• What you will do:
A – In the System Shock passage, how was Nightdive Studios' remake funded?
B – Reproduce the System Shock passage word for word from "Recently, a company" to "May 30th, 2023.".

In 1994, Warren Spector, Doug Church, and their company, Looking Glass, sought to create something different. In a market swarmed with first-person shooters that emphasized high-speed combat and quick reaction times, they created System Shock. This was a gaming revelation. It emphasized patient gameplay, as well as creative solutions to open-ended problems. This would give birth to a genre known as immersive sims. I encourage you to read a previous piece of mine covering the history of the genre as a whole. But finally, after almost thirty years, the remake of the original System Shock is finally here.
Recently, a company named Nightdive Studios released an official remake of the first System Shock. Nightdive was known for releasing polished versions of previous System Shock games. They allowed the games to run on modern hardware with modern controls. Their remake was funded entirely on Kickstarter, alongside a sequel.
System Shock 3 would’ve been developed by series veteran Warren Spector. But the game went defunct, ending up in permanent development hell. Fans of the series were concerned that the System Shock Remake would follow the same fate. The game was finally released on May 30th, 2023.

• Data segment:
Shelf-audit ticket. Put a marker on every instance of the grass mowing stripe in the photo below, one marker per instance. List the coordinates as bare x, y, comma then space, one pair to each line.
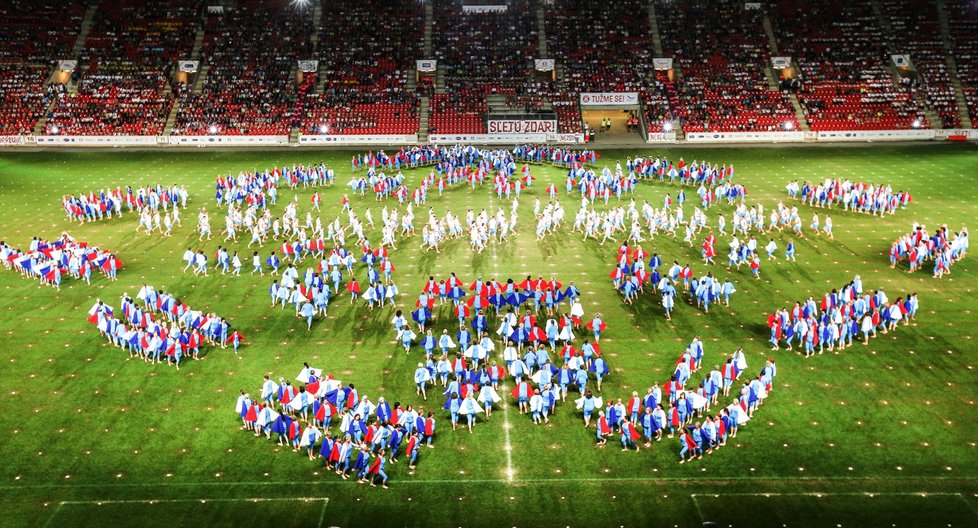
507, 443
589, 480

• Task-by-task results:
A – Entirely on Kickstarter, alongside a sequel.

B –
Recently, a company named Nightdive Studios released an official remake of the first System Shock. Nightdive was known for releasing polished versions of previous System Shock games. They allowed the games to run on modern hardware with modern controls. Their remake was funded entirely on Kickstarter, alongside a sequel.
System Shock 3 would’ve been developed by series veteran Warren Spector. But the game went defunct, ending up in permanent development hell. Fans of the series were concerned that the System Shock Remake would follow the same fate. The game was finally released on May 30th, 2023.